──────── Artigo
Os pressupostos educacionais provenientes da UNESCO, que primam pela

universalização da educação básica, destacando-se a importância da educação das

mulheres, são reforçados no âmbito de outras agências da Organização das Nações

Unidas, principalmente Banco Mundial e CEPAL.

Nos documentos oriundos do Banco Mundial, formulados a partir dos anos de 1990, são

recorrentes as menções feitas à educação das mulheres. Nas análises e recomendações

efetivadas nestes documentos há uma vinculação direta entre a necessidade da

promoção da educação das mulheres como condição para o combate mundial à pobreza.

Em 1990, o Banco Mundial publicou o Relatório sobre o Desenvolvimento Mundial

intitulado “A pobreza”. Neste destacou que o peso da pobreza recai com maior força em

certos grupos, principalmente nas mulheres, que apresentariam uma condição

econômica e social em desvantagem. As mulheres de famílias pobres com freqüência

suportam uma carga de trabalho maior que os homens e tem um grau de educação mais

baixo, incluindo menor acesso a atividades remuneradas (BANCO MUNDIAL, 1990).
────────────────
### Objetivo 1
No texto sobre a educação das mulheres, qual era o título do Relatório sobre o Desenvolvimento Mundial que o Banco Mundial publicou em 1990?
### Objetivo 2
Prossiga com o texto sobre a educação das mulheres nos documentos das agências da ONU a partir do ponto em que ele termina.
Os itens abaixo não fazem parte deste exercício.
──────── Itens armazenados
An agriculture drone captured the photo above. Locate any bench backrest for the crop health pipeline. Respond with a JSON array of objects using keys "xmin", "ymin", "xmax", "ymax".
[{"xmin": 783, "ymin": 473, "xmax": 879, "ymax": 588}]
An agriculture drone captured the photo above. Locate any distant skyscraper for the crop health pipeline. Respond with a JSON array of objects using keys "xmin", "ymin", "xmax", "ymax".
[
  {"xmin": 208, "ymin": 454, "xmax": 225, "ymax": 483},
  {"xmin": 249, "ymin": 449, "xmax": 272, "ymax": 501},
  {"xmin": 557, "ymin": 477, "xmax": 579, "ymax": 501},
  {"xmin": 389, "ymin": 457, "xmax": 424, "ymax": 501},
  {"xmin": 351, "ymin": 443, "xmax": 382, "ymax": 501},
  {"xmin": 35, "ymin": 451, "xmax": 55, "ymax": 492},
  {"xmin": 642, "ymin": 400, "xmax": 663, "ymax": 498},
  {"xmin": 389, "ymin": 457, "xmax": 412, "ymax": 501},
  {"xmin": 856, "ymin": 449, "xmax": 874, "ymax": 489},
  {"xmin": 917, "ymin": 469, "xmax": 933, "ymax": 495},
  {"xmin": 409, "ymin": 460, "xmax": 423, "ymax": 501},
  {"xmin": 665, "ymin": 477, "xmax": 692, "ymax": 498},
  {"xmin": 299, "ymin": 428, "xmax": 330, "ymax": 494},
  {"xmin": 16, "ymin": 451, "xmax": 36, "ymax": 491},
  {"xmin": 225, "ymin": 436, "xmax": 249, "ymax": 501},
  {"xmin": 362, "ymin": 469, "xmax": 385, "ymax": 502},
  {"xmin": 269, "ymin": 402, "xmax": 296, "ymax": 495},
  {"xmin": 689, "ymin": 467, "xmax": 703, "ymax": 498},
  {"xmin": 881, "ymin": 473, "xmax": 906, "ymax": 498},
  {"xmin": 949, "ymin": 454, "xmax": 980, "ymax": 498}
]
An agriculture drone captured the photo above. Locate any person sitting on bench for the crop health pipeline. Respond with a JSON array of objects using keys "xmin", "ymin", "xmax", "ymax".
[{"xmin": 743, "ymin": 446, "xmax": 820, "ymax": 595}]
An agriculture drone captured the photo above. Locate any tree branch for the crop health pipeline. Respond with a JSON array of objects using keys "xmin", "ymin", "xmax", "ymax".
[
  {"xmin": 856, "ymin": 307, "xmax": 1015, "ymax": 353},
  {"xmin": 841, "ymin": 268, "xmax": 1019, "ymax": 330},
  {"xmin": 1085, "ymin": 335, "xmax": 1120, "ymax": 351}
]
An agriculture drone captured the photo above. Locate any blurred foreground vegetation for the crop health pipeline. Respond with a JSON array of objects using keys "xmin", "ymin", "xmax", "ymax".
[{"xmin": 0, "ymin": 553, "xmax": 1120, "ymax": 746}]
────────────────
### Resposta 1
O relatório se intitulava “A pobreza”.

### Resposta 2
Os dados contidos neste relatório indicam que se há logrado rápidos avanços na luta

contra a pobreza seguindo uma estratégia que tem dois elementos igualmente

importantes. O primeiro consiste em promover o uso produtivo do bem que os pobres

possuem em maior abundância, ou seja, o trabalho, sendo que a produtividade do

trabalho aumenta com a educação. O segundo elemento é o dos serviços sociais básicos

aos pobres, especialmente importantes, que são a atenção básica da saúde, o

planejamento familiar, a nutrição e a educação primária. Conforme enfatiza o

documento, o investimento em educação é o melhor meio de aumentar os bens dos

pobres (BANCO MUNDIAL, 1990).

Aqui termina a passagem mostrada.